Copy the items below, replacing "single dot" with "single marker" wherever it occurs and leaving everything else unchanged.
--- Start of DATA ---
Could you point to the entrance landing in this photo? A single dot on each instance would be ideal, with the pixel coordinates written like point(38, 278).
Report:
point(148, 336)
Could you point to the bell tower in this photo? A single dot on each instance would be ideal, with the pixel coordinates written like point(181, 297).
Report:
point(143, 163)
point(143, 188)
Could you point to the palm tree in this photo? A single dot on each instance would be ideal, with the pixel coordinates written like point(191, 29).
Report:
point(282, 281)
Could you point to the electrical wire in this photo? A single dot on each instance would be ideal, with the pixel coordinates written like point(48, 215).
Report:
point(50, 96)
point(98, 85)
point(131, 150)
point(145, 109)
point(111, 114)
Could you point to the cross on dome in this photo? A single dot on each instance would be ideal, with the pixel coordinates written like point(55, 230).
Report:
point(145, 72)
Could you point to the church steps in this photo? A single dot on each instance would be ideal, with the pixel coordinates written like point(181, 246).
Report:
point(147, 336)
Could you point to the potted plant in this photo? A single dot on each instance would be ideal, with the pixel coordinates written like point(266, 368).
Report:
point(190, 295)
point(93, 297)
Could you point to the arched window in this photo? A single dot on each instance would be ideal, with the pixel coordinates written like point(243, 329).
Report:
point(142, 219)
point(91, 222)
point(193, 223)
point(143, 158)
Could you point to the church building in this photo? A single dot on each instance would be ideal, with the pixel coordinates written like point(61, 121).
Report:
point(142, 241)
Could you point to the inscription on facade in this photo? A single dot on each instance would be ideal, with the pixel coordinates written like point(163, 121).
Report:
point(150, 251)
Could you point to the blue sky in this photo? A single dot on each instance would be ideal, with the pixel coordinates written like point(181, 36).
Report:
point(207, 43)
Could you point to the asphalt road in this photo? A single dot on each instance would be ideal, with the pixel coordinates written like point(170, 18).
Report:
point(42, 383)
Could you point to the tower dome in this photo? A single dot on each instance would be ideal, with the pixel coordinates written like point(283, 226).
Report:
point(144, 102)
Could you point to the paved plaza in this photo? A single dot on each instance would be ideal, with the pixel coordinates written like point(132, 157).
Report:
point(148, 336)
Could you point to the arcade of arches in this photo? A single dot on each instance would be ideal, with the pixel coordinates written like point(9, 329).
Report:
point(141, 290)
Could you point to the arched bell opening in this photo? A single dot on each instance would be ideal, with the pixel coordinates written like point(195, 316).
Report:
--- End of DATA ---
_CORRECT OUTPUT_:
Could you point to the entrance landing in this photo? A single marker on each instance would be ideal, with the pixel coordinates written like point(38, 278).
Report:
point(148, 336)
Could you point to the bell tower in this photo? A single marker on each instance would be ideal, with the pixel coordinates written like point(181, 297).
Report:
point(143, 163)
point(143, 188)
Could you point to the palm tree in this photo? A single marker on each instance would be ideal, with the pixel coordinates written like point(191, 29).
Report:
point(282, 281)
Could you point to the electrical wire in this photo? A single marker on each instance would be ideal, with the pixel coordinates written like point(48, 215).
Report:
point(50, 96)
point(98, 85)
point(131, 150)
point(145, 109)
point(111, 114)
Could you point to the cross on dome in this photo? A single marker on each instance would be ideal, with the pixel coordinates written like point(55, 230).
Report:
point(145, 72)
Could you point to the church steps in this photo? A single marker on each instance would be ideal, with the pixel coordinates written like point(181, 246).
Report:
point(147, 336)
Could you point to the potted plant in this photo? A single marker on each instance would be ideal, with the pixel coordinates written like point(266, 368).
Report:
point(190, 295)
point(93, 297)
Could you point to the arched window in this photo? A single marker on each instance would be ideal, with the pixel coordinates written like point(243, 329).
Report:
point(142, 219)
point(91, 222)
point(193, 223)
point(143, 158)
Could you point to the church building in this photo? A single marker on each instance would be ideal, with the pixel coordinates written like point(61, 121).
Report:
point(142, 241)
Could you point to the inscription on facade in this photo? A single marker on each instance would be ideal, with the pixel coordinates written like point(163, 121).
Report:
point(150, 251)
Could you point to the blue sky in this photo? A single marker on each instance would be ideal, with the pixel coordinates written like point(181, 36).
Report:
point(207, 43)
Could you point to the asphalt road in this photo? A single marker on each instance would be ideal, with the pixel coordinates written like point(170, 18).
Report:
point(42, 383)
Could you point to the tower dome in this photo? A single marker on each instance would be ideal, with the pixel coordinates written like point(283, 226).
Report:
point(144, 102)
Could you point to the paved plaza in this photo? A single marker on each instance would be ideal, with the pixel coordinates written like point(132, 157).
Report:
point(148, 336)
Could you point to the arcade of arches in this photo? A single marker on each instance would be ideal, with the pixel coordinates written like point(9, 329).
Report:
point(141, 290)
Could you point to the arched bell opening in this photo? A single marker on each instance would be ideal, with the pixel coordinates written like point(195, 316).
Report:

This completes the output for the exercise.